### Extrait de page
┌──

Une histoire de puberté...

L’ancienne secrétaire d’Etat à la Famille Nadine Morano (LR) s’est montrée prudente : « Sur cette question je suis moins inquiète que le pape sans doute, mais je ne vois pas aussi à quel[s] livre[s] il fait référence. » La présidente du groupe éducation du Syndicat national de l’édition, Sylvie Marcé, a tenu, hier sur Franceinfo, à « rassurer » : « Les seuls manuels qui pourraient évoquer le sujet sont les manuels de sciences de 6e. On apprend aux enfants ce qu’est la puberté, mais c’est un chapitre scientifiq­ue qui dit juste comment les enfants évoluent et comment se manifeste la puberté. Mais il n’y a rien du tout concernant une théorie du genre.» Cette polémique jette, en outre, une lumière vive sur la relation ambivalent­e qui lie le pontife sud-américain à la France, évoquée avec affection après chaque attentat, mais dépeinte en « fille aînée » de l’Eglise pas assez « fidèle » ou critiquée pour sa laïcité « exagérée ». Le pape François, après trois ans et demi de pontificat, n’a toujours pas confirmé de voyage dans l’Hexagone.

└──

### Liste des données
┌──

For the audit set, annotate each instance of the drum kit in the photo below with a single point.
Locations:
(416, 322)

└──
┌──

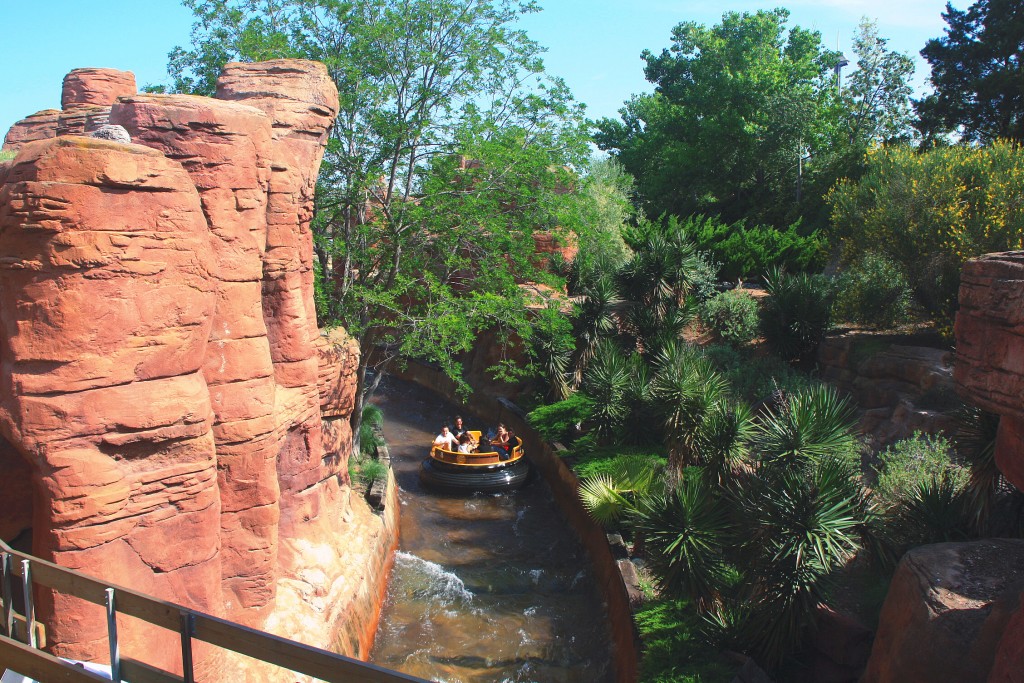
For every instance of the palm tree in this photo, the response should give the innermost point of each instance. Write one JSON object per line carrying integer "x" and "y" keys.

└──

### Consigne à suivre
Pour chacune des affirmations suivantes, indiquez si elle concorde avec l’extrait de page en répondant par oui ou par non, et citez textuellement les mots de l’extrait qui tranchent la question.
1. Sylvie Marcé s’est exprimée sur Franceinfo.
2. Nadine Morano se dit plus inquiète que le pape sur cette question.
3. Le pape François a confirmé un voyage en France.

### Réponse attendue
1. Oui : « Sylvie Marcé, a tenu, hier sur Franceinfo ».
2. Non : « Sur cette question je suis moins inquiète que le pape sans doute ».
3. Non : « n’a toujours pas confirmé de voyage dans l’Hexagone ».